## Activity
Print exactly the lines below between the line holding "Annotate any visible group" and the line holding "Annotate any visible man's", inclusive, and nothing more.

[Annotated photo localization data]
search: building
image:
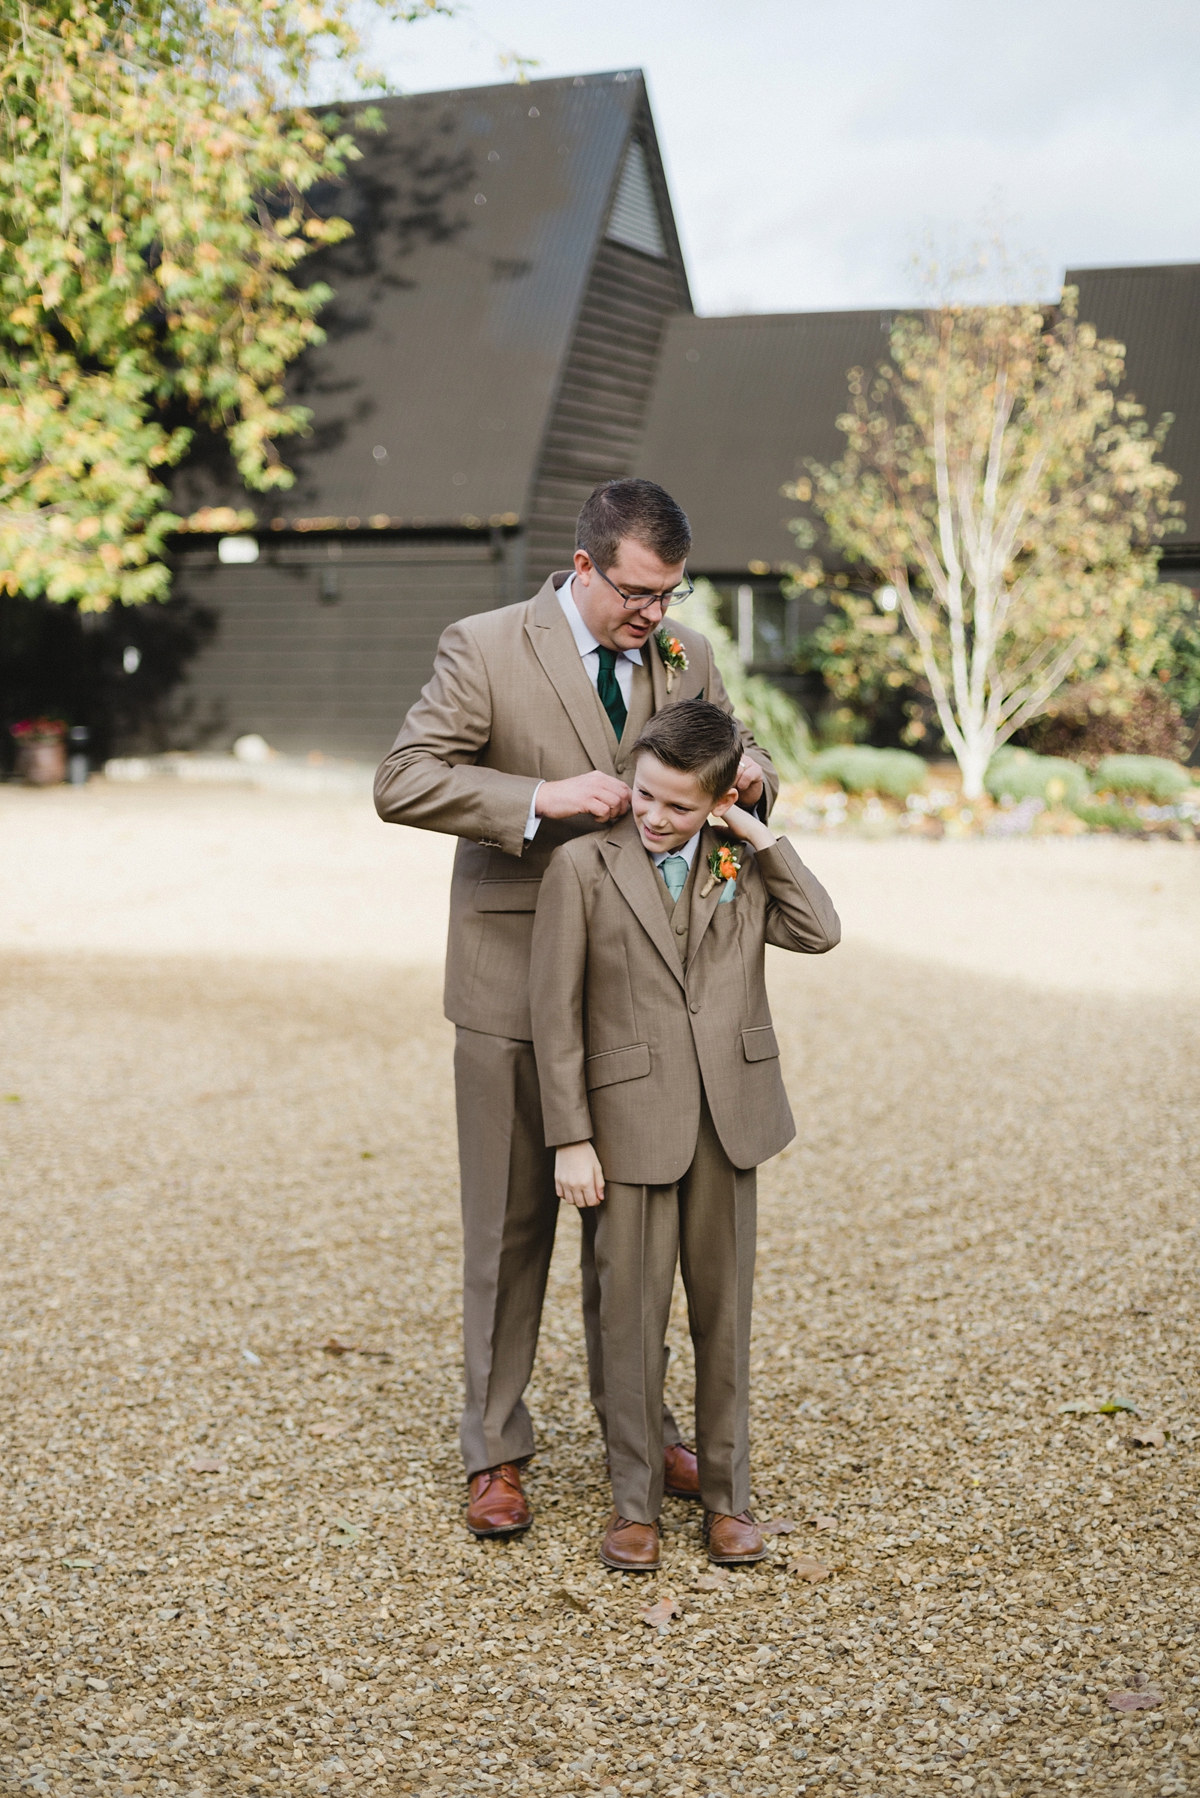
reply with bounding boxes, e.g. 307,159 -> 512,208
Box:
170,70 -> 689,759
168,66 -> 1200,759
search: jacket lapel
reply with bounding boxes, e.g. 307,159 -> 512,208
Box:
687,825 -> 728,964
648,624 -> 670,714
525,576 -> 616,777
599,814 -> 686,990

* * *

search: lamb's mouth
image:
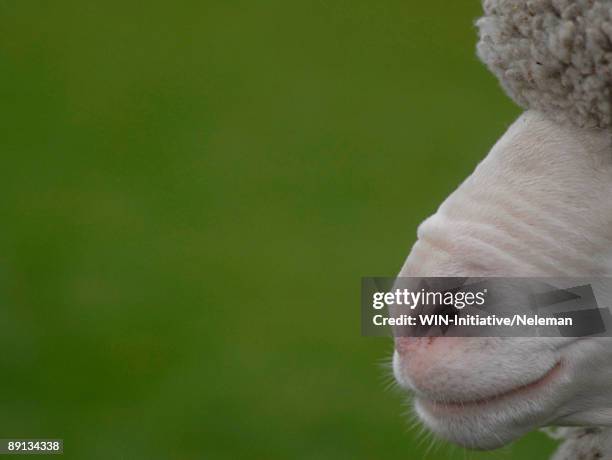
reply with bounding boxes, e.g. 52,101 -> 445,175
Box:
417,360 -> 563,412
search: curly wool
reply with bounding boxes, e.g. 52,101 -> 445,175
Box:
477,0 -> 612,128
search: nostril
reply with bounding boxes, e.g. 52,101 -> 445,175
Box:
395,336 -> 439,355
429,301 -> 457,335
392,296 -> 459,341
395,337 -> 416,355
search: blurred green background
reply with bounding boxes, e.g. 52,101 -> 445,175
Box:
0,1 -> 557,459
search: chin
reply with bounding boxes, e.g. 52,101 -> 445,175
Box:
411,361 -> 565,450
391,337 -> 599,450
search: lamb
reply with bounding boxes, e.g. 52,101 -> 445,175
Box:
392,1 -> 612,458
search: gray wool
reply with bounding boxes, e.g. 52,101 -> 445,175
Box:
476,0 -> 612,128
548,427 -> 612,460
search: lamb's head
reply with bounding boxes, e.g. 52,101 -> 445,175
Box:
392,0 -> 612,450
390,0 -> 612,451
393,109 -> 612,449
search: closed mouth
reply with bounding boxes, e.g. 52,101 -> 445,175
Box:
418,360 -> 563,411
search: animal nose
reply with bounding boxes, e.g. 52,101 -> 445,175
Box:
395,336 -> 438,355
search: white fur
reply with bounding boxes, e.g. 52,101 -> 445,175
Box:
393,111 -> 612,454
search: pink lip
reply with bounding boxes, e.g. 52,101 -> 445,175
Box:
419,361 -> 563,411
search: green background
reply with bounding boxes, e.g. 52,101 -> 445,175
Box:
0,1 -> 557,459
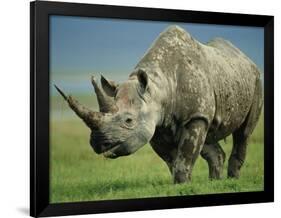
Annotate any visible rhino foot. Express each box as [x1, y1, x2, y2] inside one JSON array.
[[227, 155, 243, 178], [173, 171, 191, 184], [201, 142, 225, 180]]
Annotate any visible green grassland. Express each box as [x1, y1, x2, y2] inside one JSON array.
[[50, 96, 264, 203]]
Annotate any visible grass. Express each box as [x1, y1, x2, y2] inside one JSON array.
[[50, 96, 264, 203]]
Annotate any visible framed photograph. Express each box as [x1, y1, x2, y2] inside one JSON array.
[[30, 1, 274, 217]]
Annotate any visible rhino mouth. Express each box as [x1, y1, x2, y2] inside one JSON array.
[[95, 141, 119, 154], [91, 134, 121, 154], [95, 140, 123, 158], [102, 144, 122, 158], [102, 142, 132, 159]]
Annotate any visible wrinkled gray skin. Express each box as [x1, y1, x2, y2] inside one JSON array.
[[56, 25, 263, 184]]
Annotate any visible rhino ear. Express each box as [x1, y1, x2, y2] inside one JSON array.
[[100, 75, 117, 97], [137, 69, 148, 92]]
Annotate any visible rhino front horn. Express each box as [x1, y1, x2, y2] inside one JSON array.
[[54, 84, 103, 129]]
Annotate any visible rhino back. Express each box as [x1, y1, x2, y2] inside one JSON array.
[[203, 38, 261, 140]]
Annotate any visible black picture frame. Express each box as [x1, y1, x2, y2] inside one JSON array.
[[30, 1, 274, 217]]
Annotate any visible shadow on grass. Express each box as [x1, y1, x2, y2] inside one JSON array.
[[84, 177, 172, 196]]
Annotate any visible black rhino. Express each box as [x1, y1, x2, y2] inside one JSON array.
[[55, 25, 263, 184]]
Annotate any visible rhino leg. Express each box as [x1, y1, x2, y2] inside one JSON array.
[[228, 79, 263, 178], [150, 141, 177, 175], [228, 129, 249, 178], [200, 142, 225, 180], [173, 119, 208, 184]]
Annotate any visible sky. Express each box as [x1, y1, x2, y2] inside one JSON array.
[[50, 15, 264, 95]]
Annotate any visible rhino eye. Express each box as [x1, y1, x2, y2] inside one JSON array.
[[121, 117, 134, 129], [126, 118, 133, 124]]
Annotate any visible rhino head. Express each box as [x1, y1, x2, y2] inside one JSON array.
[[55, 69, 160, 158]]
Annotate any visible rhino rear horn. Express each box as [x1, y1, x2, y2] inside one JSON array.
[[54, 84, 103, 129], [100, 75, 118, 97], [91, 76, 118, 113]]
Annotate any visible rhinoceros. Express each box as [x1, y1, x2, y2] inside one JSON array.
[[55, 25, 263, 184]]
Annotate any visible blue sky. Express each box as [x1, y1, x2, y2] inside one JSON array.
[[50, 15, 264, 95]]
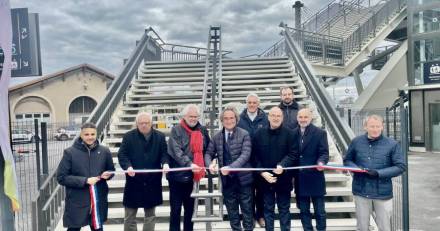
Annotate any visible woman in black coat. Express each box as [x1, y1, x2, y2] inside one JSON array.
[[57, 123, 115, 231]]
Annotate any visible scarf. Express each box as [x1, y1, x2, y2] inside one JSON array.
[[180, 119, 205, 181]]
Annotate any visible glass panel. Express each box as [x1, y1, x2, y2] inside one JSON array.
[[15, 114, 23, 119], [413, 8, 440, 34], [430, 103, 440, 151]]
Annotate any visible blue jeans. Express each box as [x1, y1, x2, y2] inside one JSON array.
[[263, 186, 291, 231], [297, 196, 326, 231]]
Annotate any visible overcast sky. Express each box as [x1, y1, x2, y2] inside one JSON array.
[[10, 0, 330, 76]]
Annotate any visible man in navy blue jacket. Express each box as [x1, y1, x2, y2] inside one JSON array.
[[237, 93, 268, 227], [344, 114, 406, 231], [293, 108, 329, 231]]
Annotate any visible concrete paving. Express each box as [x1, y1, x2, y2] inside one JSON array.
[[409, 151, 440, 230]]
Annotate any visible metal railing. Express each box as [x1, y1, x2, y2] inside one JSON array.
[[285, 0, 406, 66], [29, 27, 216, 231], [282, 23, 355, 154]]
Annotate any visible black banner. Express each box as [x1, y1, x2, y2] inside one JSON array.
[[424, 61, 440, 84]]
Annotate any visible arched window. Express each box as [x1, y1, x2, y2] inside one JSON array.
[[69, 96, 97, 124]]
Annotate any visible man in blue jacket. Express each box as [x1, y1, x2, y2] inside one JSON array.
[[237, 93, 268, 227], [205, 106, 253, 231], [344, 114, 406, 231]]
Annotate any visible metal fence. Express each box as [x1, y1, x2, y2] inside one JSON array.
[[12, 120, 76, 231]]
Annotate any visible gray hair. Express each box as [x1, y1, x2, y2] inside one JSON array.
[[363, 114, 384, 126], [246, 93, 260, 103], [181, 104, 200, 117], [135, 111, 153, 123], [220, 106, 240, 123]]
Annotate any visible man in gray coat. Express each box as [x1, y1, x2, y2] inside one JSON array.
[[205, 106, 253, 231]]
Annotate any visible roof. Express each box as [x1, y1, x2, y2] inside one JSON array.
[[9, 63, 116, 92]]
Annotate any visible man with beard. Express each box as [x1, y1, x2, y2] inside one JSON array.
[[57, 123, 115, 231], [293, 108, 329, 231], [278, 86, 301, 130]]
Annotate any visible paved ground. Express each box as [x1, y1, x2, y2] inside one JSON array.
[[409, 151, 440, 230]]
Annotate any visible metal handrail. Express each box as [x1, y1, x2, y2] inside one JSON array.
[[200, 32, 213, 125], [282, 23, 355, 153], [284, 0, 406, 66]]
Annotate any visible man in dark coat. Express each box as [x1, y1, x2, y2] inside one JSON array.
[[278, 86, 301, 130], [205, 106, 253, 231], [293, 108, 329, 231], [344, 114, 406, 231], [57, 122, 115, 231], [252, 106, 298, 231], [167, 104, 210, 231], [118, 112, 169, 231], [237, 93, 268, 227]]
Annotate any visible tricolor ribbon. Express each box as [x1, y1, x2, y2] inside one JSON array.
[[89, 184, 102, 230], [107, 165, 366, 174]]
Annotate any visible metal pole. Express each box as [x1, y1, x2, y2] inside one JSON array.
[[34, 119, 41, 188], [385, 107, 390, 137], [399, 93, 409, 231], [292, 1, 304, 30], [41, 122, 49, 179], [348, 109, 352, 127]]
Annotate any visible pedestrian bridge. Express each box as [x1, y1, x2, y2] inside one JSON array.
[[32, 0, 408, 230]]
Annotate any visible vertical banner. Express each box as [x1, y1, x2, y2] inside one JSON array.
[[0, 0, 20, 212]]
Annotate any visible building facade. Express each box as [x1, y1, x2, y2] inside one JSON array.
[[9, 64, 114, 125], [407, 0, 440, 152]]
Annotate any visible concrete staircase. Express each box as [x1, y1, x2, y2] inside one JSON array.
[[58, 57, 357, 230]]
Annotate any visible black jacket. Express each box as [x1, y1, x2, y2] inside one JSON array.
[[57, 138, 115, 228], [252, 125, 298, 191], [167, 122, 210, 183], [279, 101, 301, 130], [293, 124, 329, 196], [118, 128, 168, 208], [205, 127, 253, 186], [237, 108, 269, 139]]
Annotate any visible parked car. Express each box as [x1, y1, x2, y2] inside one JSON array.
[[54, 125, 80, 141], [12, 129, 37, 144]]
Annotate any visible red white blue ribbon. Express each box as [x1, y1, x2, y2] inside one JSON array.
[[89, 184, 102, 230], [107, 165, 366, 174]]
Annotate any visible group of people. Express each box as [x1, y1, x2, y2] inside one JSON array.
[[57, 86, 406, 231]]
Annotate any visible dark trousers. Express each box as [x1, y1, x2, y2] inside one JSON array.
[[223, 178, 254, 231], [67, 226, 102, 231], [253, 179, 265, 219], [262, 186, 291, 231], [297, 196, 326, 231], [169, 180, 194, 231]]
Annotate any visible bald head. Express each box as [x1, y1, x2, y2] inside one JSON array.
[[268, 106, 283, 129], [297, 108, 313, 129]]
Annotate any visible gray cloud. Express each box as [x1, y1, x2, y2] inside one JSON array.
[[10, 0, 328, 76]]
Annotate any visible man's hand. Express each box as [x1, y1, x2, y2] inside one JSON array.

## Response to this exercise
Annotate any visible group of people. Express each box as [x1, y1, x2, y2] inside one JSON array.
[[57, 86, 406, 231]]
Annotate any visible dark trousers. Express each box as [x1, y1, x2, y2] inside one JSON array.
[[223, 178, 254, 231], [67, 226, 102, 231], [253, 179, 265, 219], [262, 186, 291, 231], [297, 196, 326, 231], [169, 180, 194, 231]]
Annotate any visible bald head. Express each box as [x1, y1, x2, y2] inside one JSON array.
[[268, 106, 283, 129], [297, 108, 313, 129]]
Annotate any visible gray cloud. Express each box as [x1, y1, x2, y2] inside one JSON array.
[[10, 0, 328, 76]]
Annotate any visible man's hand. Express each box as [x1, y1, x2, y2] inside one JSON array.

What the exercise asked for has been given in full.